Work item ▸
Give back every record word for word, but keep the pictures out.

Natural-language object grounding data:
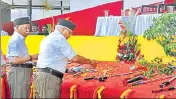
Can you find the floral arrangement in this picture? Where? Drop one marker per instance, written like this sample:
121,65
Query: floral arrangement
156,66
128,47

Output for this task ▸
Can you find the floral arrangement in this picture? Where? Drop one marker per instance, written like this sample:
121,65
Query: floral arrangement
156,66
128,47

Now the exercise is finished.